(Items from a collection)
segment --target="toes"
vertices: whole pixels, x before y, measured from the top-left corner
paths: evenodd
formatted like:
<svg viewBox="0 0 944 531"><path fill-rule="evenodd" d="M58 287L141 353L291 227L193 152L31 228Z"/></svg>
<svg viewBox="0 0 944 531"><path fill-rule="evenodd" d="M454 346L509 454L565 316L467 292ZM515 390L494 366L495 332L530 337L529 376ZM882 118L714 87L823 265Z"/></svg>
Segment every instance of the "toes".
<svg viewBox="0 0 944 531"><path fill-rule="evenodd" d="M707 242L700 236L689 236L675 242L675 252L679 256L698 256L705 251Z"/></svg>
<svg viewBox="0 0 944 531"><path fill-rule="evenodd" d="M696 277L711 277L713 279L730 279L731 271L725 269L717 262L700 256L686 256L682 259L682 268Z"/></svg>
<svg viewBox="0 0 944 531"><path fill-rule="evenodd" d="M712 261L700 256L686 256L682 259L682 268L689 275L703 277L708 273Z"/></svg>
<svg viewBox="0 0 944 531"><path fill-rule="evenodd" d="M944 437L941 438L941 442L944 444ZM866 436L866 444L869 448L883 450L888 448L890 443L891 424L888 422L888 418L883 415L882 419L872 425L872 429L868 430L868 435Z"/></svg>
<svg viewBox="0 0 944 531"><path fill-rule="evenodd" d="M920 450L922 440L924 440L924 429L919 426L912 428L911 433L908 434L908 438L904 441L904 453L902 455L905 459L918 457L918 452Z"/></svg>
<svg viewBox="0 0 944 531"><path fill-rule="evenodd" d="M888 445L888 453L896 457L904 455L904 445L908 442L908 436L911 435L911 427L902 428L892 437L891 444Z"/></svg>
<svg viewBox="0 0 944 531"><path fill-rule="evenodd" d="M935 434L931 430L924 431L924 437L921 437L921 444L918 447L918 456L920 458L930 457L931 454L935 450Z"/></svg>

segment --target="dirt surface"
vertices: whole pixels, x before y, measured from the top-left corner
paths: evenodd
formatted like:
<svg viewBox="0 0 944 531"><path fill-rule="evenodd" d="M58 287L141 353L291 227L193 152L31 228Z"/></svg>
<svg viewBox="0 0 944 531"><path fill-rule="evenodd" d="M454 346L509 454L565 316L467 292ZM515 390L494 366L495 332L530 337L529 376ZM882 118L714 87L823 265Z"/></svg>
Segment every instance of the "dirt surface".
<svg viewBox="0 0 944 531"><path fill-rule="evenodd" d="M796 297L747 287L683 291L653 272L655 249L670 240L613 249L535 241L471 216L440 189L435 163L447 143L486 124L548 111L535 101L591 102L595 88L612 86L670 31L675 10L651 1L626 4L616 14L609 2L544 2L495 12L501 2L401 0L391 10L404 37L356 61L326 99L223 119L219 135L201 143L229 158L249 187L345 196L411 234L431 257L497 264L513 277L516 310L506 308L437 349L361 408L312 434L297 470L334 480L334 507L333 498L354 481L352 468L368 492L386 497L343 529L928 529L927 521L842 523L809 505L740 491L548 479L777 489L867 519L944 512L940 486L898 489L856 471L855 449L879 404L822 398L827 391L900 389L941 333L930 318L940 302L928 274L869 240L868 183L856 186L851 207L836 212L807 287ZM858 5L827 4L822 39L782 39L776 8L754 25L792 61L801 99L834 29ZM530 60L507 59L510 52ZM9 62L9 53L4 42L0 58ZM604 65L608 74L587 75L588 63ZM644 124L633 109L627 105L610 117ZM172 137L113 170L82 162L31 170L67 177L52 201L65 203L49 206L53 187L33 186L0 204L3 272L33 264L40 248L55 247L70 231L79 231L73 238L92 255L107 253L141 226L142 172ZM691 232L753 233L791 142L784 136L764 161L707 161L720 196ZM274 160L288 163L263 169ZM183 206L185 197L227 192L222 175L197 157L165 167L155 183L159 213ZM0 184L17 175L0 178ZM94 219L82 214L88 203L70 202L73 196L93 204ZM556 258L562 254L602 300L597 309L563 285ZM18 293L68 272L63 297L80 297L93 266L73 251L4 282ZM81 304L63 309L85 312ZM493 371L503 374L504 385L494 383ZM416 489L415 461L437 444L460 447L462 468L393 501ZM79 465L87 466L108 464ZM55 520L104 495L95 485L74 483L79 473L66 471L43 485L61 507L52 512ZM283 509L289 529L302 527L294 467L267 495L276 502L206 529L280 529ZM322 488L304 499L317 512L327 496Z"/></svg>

TASK DETAILS >>
Quote every line of the items above without changing a single character.

EXPECTED OUTPUT >>
segment --target="toes"
vertices: whole pixels, x before y, measured from the top-left corner
paths: evenodd
formatted like:
<svg viewBox="0 0 944 531"><path fill-rule="evenodd" d="M58 287L141 353L291 227L193 152L31 228Z"/></svg>
<svg viewBox="0 0 944 531"><path fill-rule="evenodd" d="M454 346L509 454L565 316L467 292ZM515 390L494 366L495 332L530 337L529 376ZM882 118L714 87L823 265Z"/></svg>
Segment every instance of the "toes".
<svg viewBox="0 0 944 531"><path fill-rule="evenodd" d="M707 242L700 236L689 236L675 242L675 252L679 256L698 256L705 251Z"/></svg>
<svg viewBox="0 0 944 531"><path fill-rule="evenodd" d="M696 277L711 277L713 279L730 279L731 271L725 269L717 262L700 256L686 256L682 259L682 268Z"/></svg>
<svg viewBox="0 0 944 531"><path fill-rule="evenodd" d="M712 261L700 256L686 256L682 259L682 268L689 275L703 277L708 273Z"/></svg>
<svg viewBox="0 0 944 531"><path fill-rule="evenodd" d="M944 437L941 438L941 442L944 444ZM866 436L866 444L869 448L883 450L888 448L890 443L891 424L888 422L888 418L883 415L882 419L872 425L872 429L868 430L868 435Z"/></svg>
<svg viewBox="0 0 944 531"><path fill-rule="evenodd" d="M920 450L922 440L924 440L924 429L919 426L912 428L911 433L908 434L908 438L904 441L904 453L902 455L905 459L918 457L918 452Z"/></svg>
<svg viewBox="0 0 944 531"><path fill-rule="evenodd" d="M888 445L888 453L896 457L904 455L904 445L908 442L908 436L911 435L911 427L902 428L892 437L891 444Z"/></svg>
<svg viewBox="0 0 944 531"><path fill-rule="evenodd" d="M935 434L931 430L924 431L924 437L921 437L921 444L918 447L918 456L920 458L930 457L931 454L935 450Z"/></svg>

segment --target="dirt surface"
vertices: whole pixels, x before y, measured from the top-left corner
paths: evenodd
formatted like:
<svg viewBox="0 0 944 531"><path fill-rule="evenodd" d="M58 287L141 353L291 227L193 152L31 228Z"/></svg>
<svg viewBox="0 0 944 531"><path fill-rule="evenodd" d="M454 346L509 454L565 316L467 292ZM515 390L494 366L495 332L530 337L529 376ZM882 118L714 87L823 265Z"/></svg>
Segment every instance of the "dirt surface".
<svg viewBox="0 0 944 531"><path fill-rule="evenodd" d="M796 297L747 287L683 291L653 272L655 249L670 240L613 249L535 241L471 216L440 189L435 163L447 143L486 124L548 111L535 101L591 102L595 88L612 86L670 31L675 10L651 1L626 4L616 14L609 2L544 2L495 12L501 2L401 0L391 10L404 37L356 61L326 99L223 119L219 135L201 143L229 158L249 187L345 196L411 234L431 257L497 264L513 277L516 310L506 308L437 349L361 408L312 434L297 470L334 480L334 507L333 498L354 481L352 468L368 492L386 497L343 529L928 529L927 521L842 523L809 505L740 491L548 479L777 489L867 519L944 512L940 486L898 489L856 471L855 449L879 404L822 398L827 391L900 389L941 333L930 318L940 302L928 274L869 240L868 183L856 186L851 207L836 212L807 287ZM858 5L827 4L822 39L782 39L776 8L754 25L792 61L801 99L834 29ZM530 60L507 59L510 52ZM9 62L9 53L4 42L0 58ZM604 65L608 74L587 75L588 63ZM644 124L633 109L627 105L610 117ZM172 137L113 170L82 162L31 170L67 177L52 201L65 203L49 206L53 187L33 186L0 204L3 272L33 264L40 248L55 247L70 231L79 231L73 238L92 255L107 253L141 226L142 172ZM691 232L753 233L791 142L784 136L764 161L707 161L720 196ZM274 160L288 163L263 169ZM183 206L185 197L227 192L222 175L197 157L165 167L155 183L159 213ZM0 184L17 175L0 178ZM94 219L82 214L88 203L70 202L73 196L93 204ZM556 258L562 254L602 300L597 309L563 285ZM18 293L68 272L63 297L80 297L93 266L73 251L4 282ZM81 304L63 309L85 312ZM493 371L503 374L504 385L494 383ZM416 489L415 461L437 444L460 447L462 468L393 501ZM79 465L87 466L108 464ZM55 520L104 495L95 485L74 483L79 473L66 471L43 485L61 507L52 512ZM283 509L289 529L302 527L294 467L267 495L276 502L206 529L280 529ZM322 488L304 499L317 512L327 496Z"/></svg>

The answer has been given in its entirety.